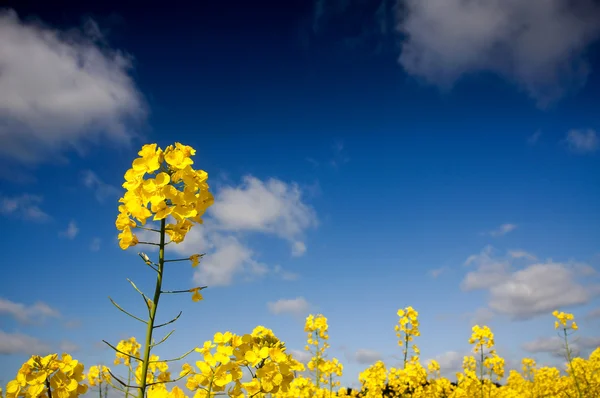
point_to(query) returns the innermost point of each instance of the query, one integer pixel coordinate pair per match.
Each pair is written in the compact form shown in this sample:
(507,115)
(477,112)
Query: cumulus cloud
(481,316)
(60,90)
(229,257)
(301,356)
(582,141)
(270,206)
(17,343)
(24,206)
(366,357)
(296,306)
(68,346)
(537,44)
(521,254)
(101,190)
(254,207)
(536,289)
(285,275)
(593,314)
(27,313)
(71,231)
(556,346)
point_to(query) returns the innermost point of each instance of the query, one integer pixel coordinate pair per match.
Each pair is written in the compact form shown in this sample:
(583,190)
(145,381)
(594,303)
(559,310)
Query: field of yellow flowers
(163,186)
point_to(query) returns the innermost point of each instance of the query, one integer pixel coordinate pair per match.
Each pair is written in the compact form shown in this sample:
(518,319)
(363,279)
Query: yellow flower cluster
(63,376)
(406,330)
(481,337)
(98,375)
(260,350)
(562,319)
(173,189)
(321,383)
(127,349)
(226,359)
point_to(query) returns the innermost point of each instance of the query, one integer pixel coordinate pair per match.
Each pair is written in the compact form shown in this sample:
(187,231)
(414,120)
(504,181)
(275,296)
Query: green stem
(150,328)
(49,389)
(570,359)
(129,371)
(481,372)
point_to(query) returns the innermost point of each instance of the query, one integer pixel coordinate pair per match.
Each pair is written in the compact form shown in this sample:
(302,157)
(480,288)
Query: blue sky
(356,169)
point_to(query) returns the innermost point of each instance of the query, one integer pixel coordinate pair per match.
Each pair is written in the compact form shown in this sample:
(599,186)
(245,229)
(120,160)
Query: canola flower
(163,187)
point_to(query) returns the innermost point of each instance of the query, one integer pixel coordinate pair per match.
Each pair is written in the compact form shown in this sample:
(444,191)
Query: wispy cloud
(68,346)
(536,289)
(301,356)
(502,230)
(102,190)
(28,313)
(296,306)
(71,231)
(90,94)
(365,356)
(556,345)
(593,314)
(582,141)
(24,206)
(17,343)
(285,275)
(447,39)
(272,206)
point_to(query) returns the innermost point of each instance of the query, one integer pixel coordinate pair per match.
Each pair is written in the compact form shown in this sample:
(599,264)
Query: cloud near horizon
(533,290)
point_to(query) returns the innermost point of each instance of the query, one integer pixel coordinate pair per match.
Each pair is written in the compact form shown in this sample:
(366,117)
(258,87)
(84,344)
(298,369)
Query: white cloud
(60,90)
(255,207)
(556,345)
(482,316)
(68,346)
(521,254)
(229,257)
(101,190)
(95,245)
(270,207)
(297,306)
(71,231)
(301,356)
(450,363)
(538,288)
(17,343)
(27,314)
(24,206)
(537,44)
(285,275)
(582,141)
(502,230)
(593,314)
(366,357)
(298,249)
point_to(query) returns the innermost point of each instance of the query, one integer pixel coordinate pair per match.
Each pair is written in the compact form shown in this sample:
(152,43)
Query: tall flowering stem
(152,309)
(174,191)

* * *

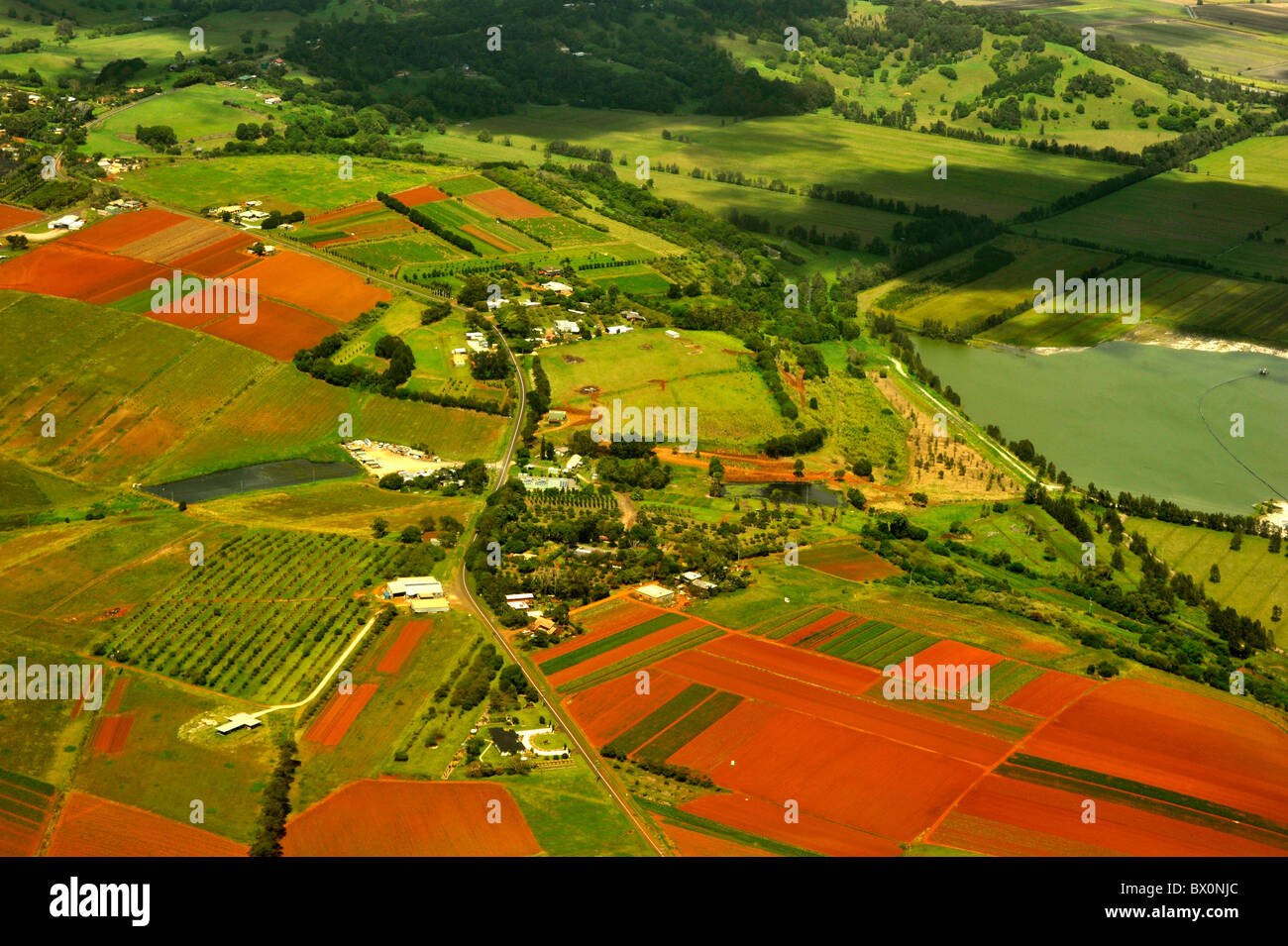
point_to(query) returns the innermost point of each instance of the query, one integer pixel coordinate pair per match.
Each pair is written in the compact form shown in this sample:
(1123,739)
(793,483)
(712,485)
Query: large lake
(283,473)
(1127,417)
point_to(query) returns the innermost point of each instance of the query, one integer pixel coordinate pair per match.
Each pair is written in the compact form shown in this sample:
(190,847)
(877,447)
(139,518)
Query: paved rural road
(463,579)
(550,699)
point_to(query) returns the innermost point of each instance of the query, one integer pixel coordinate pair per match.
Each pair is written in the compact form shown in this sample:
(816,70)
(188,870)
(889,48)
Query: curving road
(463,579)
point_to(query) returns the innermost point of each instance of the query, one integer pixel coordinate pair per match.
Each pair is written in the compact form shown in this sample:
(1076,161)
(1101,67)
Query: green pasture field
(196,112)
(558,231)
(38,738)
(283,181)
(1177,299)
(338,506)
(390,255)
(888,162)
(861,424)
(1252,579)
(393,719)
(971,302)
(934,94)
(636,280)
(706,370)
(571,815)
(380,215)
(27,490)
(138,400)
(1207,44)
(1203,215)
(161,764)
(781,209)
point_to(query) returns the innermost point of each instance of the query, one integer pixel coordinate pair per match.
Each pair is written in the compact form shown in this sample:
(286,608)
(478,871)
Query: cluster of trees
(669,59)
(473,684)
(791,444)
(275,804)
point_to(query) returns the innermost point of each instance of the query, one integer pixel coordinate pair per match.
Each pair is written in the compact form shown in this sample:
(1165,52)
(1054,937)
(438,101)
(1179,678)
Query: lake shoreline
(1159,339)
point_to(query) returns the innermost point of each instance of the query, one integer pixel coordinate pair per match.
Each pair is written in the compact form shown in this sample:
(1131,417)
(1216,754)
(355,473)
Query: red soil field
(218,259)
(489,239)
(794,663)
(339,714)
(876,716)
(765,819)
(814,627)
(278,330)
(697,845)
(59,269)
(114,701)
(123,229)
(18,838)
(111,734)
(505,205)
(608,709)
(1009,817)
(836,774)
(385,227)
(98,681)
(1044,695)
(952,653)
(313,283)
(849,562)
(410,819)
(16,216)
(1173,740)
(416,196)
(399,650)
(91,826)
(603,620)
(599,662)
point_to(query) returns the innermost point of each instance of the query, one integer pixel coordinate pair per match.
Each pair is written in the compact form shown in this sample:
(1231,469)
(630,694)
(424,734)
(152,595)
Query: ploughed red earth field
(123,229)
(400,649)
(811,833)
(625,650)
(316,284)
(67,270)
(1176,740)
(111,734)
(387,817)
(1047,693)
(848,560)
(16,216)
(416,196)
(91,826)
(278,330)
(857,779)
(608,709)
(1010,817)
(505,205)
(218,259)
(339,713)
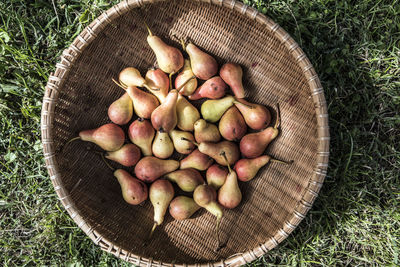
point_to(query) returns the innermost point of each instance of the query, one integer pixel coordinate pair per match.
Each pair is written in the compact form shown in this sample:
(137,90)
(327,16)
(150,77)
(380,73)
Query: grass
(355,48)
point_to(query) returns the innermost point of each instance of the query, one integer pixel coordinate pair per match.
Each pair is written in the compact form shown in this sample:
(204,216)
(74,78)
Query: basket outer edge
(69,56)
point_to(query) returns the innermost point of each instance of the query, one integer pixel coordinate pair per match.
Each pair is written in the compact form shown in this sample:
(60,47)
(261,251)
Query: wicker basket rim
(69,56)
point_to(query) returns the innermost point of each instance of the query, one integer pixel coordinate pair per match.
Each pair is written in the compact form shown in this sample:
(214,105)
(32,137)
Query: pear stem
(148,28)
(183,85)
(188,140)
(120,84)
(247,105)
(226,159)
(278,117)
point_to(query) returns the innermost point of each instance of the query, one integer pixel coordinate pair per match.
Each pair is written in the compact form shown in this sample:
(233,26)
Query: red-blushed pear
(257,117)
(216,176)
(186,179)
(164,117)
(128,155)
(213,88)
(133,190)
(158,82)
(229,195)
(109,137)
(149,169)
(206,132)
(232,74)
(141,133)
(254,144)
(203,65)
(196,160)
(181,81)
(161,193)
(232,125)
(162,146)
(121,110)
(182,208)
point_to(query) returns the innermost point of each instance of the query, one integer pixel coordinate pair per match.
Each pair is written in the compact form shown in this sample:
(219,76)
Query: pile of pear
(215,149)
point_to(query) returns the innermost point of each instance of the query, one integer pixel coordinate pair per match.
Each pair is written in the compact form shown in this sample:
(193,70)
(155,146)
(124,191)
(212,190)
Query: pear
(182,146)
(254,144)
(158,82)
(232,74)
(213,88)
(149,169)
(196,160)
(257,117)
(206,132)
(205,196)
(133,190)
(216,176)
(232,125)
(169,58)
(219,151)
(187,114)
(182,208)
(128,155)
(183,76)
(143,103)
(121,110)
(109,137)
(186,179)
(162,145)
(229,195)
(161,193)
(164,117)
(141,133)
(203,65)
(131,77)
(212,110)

* * *

▸ **WHAT YOU HAVE TO DO**
How many lines of the material above contain the string "basket"? Reply with the number alone.

▸ **RESULT OF THE EXERCISE**
2